What is asked: Return nothing but the lines from the line containing "give the mask of grey pavement surface" through the last line of the records, reproduced exactly.
··· Source records
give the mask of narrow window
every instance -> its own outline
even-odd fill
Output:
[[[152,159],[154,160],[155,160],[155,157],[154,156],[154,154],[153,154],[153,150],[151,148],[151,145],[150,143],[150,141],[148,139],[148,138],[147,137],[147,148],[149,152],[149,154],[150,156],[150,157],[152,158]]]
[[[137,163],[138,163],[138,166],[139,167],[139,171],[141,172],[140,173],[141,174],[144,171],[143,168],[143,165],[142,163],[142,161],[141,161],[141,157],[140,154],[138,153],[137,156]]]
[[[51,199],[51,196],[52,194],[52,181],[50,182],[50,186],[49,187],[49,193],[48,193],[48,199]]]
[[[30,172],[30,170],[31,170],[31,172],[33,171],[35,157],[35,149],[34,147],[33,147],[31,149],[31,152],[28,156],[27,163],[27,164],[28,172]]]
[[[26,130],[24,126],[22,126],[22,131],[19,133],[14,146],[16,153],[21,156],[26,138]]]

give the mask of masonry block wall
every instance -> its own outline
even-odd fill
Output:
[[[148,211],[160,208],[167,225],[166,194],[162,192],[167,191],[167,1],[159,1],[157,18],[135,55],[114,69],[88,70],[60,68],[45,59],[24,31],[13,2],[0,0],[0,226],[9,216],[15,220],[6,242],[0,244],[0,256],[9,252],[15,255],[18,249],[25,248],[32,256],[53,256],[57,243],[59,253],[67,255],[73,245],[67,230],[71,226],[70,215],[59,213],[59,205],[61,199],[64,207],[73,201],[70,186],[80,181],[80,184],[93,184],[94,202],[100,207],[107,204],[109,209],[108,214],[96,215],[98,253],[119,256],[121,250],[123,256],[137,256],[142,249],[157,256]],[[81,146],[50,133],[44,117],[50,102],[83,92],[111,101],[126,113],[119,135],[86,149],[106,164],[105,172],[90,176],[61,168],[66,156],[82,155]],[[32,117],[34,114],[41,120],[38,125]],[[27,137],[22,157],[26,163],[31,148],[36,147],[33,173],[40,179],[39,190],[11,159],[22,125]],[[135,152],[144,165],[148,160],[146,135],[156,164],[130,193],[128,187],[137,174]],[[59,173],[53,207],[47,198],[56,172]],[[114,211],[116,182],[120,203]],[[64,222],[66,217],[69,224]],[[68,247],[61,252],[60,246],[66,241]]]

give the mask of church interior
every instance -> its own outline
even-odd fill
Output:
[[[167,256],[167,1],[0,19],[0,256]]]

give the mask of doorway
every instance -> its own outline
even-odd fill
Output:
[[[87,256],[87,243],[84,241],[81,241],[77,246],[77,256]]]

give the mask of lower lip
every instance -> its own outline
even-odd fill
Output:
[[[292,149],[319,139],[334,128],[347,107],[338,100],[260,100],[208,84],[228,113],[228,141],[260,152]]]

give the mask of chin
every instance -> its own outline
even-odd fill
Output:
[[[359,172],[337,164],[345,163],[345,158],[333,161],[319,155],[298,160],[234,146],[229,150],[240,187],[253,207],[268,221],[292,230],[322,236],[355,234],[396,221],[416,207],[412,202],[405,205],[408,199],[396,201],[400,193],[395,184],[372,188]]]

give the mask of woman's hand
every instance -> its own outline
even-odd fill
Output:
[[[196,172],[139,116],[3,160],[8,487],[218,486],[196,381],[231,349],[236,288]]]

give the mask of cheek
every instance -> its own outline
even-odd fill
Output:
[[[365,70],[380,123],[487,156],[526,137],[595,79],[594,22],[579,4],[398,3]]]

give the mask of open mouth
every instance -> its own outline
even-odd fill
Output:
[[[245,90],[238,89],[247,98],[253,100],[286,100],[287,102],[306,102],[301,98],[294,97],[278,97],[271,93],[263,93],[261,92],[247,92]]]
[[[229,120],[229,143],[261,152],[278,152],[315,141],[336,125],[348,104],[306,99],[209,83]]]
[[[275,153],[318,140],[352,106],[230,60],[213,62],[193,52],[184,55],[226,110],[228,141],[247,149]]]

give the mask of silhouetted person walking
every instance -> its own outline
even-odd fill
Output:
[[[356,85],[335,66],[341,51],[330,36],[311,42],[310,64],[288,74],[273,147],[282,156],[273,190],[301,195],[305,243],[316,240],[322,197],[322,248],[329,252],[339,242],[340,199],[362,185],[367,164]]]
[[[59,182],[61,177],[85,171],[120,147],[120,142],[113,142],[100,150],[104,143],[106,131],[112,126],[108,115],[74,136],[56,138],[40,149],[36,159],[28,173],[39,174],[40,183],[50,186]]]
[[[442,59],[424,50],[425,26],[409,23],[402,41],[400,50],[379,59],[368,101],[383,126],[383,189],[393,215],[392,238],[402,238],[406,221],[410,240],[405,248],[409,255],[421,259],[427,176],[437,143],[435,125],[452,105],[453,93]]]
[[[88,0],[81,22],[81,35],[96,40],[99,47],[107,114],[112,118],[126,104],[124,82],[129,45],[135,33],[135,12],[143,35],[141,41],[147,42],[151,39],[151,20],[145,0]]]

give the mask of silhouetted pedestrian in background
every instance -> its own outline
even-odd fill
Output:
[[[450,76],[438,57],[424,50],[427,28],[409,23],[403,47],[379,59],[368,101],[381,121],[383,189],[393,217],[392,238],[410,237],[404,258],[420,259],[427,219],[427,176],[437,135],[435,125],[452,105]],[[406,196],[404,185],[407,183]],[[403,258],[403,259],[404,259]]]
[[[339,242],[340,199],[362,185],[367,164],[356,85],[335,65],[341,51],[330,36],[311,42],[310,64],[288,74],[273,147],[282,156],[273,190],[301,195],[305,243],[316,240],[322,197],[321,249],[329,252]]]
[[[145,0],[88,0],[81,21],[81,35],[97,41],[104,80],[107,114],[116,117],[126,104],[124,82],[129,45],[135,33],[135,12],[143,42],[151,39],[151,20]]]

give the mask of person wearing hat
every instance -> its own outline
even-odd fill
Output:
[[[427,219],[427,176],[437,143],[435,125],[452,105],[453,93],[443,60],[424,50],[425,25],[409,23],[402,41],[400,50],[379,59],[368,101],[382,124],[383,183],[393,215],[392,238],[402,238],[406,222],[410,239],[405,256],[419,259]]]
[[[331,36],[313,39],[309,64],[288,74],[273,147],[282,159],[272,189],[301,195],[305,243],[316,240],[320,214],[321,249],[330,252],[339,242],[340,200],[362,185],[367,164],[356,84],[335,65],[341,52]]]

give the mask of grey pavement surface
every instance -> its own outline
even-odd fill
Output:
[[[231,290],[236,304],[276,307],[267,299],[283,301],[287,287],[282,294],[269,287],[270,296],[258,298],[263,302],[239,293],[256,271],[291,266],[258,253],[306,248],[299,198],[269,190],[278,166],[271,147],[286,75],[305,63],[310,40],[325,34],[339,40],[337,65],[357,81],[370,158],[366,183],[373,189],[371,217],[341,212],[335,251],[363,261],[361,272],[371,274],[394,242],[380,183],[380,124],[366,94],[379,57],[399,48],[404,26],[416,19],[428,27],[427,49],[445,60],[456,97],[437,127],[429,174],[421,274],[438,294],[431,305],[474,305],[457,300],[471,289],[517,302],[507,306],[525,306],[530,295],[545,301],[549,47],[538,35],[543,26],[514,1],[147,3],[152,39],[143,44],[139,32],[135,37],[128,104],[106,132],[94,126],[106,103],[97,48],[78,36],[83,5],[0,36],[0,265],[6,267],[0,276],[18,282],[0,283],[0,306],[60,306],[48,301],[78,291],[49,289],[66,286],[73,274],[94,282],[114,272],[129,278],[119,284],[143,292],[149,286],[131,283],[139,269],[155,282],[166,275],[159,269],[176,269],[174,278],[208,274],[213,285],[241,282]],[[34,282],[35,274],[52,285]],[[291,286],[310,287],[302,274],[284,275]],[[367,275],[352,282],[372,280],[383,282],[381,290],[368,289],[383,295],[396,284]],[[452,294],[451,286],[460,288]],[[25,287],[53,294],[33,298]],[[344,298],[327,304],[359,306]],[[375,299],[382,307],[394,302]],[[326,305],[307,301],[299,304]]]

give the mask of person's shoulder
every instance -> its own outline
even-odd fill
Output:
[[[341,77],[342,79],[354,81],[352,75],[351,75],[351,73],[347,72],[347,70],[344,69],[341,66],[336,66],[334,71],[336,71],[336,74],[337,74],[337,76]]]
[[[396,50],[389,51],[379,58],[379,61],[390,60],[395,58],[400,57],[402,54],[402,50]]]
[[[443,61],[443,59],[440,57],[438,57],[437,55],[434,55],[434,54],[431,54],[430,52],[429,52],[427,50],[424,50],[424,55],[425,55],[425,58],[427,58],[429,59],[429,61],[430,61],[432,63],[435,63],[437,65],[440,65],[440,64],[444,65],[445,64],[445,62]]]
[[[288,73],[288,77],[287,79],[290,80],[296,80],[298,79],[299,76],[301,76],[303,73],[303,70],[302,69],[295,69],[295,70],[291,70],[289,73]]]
······
Task result:
give the mask of grey pavement surface
every instance -> its own outline
even-odd fill
Output:
[[[231,290],[236,304],[276,307],[267,299],[283,301],[287,287],[282,294],[269,287],[270,296],[258,298],[263,302],[239,293],[256,271],[291,266],[258,253],[306,248],[299,198],[269,190],[278,166],[271,147],[286,75],[305,63],[310,40],[325,34],[339,40],[337,65],[357,81],[370,158],[366,183],[373,189],[371,217],[341,212],[335,251],[363,261],[361,272],[371,274],[394,242],[380,183],[380,124],[366,94],[379,57],[399,48],[404,26],[416,19],[428,27],[427,49],[445,60],[456,97],[437,127],[429,174],[421,274],[438,294],[431,305],[474,305],[457,300],[471,289],[517,302],[507,306],[525,306],[530,295],[545,301],[549,47],[538,35],[543,26],[514,1],[147,3],[152,39],[143,44],[139,32],[135,37],[128,104],[106,132],[94,126],[106,103],[97,48],[78,36],[83,5],[0,36],[0,265],[6,267],[0,276],[18,282],[0,283],[0,306],[60,306],[48,301],[78,291],[49,289],[66,286],[73,274],[94,282],[114,272],[129,278],[119,284],[143,292],[149,286],[131,283],[139,269],[155,282],[166,275],[159,269],[176,269],[174,278],[208,274],[213,285],[241,282]],[[34,282],[35,274],[52,285]],[[291,286],[310,287],[302,274],[284,275]],[[367,275],[352,282],[372,280],[383,282],[381,290],[368,289],[383,295],[396,284]],[[452,294],[451,286],[460,288]],[[25,287],[53,294],[33,298]],[[344,298],[327,304],[359,306]],[[375,299],[382,307],[394,302]],[[326,305],[307,301],[299,304]]]

give the mask of person's shoulder
every instance -> its own outline
even-odd fill
Output:
[[[341,77],[342,79],[354,81],[352,75],[351,75],[351,73],[347,72],[347,70],[344,69],[341,66],[336,66],[334,71],[336,71],[336,74],[337,74],[337,76]]]
[[[396,50],[389,51],[379,58],[379,61],[390,60],[395,58],[400,57],[402,54],[402,50]]]
[[[443,61],[443,59],[440,57],[438,57],[437,55],[434,55],[434,54],[431,54],[430,52],[429,52],[427,50],[424,50],[424,55],[425,55],[425,58],[427,58],[429,59],[429,61],[430,61],[432,63],[435,63],[437,65],[440,65],[440,64],[444,65],[445,64],[445,62]]]
[[[288,73],[288,77],[287,79],[290,80],[296,80],[298,79],[299,76],[301,76],[303,73],[303,70],[302,69],[295,69],[295,70],[291,70],[289,73]]]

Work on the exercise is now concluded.